Problem statement
Return every line below that contains the string "crowd", copying each one in full.

Supplied records
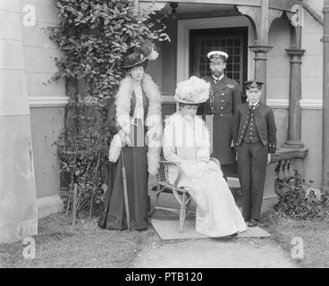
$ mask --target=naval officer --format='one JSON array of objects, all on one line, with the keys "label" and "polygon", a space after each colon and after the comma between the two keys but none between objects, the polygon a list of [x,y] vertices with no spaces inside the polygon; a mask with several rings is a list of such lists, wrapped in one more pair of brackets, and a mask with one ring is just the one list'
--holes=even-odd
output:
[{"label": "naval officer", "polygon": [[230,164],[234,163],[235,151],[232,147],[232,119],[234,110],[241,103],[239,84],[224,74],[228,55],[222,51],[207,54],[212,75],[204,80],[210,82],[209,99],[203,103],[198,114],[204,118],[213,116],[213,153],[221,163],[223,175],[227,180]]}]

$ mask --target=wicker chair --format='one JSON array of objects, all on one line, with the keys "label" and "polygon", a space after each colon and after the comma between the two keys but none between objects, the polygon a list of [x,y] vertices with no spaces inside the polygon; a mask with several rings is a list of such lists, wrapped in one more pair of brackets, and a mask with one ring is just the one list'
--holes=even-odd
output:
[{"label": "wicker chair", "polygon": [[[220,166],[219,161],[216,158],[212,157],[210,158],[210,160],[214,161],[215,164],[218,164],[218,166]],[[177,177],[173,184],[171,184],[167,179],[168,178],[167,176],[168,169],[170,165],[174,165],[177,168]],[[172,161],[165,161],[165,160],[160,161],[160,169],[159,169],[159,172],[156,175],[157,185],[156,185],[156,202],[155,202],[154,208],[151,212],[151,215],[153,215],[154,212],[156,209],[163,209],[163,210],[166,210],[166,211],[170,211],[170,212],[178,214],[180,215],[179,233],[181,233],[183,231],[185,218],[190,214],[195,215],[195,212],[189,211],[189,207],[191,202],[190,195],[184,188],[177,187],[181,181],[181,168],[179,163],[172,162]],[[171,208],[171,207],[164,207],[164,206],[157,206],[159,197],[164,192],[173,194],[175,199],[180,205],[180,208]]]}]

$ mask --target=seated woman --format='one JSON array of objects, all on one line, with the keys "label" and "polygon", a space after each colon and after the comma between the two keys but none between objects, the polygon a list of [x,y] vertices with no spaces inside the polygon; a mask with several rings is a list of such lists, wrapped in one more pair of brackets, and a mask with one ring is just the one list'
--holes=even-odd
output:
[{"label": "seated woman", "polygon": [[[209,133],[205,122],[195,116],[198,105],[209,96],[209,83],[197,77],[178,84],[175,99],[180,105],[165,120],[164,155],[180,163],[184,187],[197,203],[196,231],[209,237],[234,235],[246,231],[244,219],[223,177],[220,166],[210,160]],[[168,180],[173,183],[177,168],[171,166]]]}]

---

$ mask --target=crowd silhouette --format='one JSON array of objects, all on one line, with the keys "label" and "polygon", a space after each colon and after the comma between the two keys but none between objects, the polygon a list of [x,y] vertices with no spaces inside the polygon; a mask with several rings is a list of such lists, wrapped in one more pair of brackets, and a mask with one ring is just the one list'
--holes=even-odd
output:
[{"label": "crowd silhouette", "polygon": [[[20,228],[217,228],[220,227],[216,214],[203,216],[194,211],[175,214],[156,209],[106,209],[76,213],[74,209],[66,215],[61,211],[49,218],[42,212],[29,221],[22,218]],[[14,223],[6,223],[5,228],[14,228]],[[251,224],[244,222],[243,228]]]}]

...

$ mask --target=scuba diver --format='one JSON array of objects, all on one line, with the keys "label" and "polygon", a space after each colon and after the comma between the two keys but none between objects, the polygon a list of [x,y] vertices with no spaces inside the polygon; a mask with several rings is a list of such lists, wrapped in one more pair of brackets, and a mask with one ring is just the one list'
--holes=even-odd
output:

Answer below
$ mask --target=crowd silhouette --format='one JSON array of objects, all on one line, with the keys "label" and "polygon", a space after each colon and after the comma between the two keys but none between objects, the polygon a list of [x,y] vertices with no spaces inside the polygon; a mask with several rings is a list of such lists, wrapped in one more pair of brackets, and a mask with one ring is just the one list'
[{"label": "crowd silhouette", "polygon": [[[20,228],[217,228],[220,227],[216,214],[203,216],[194,211],[175,214],[156,209],[106,209],[76,213],[74,209],[66,215],[61,211],[49,218],[42,212],[29,221],[22,218]],[[14,223],[6,223],[5,228],[14,228]],[[251,224],[244,222],[243,228]]]}]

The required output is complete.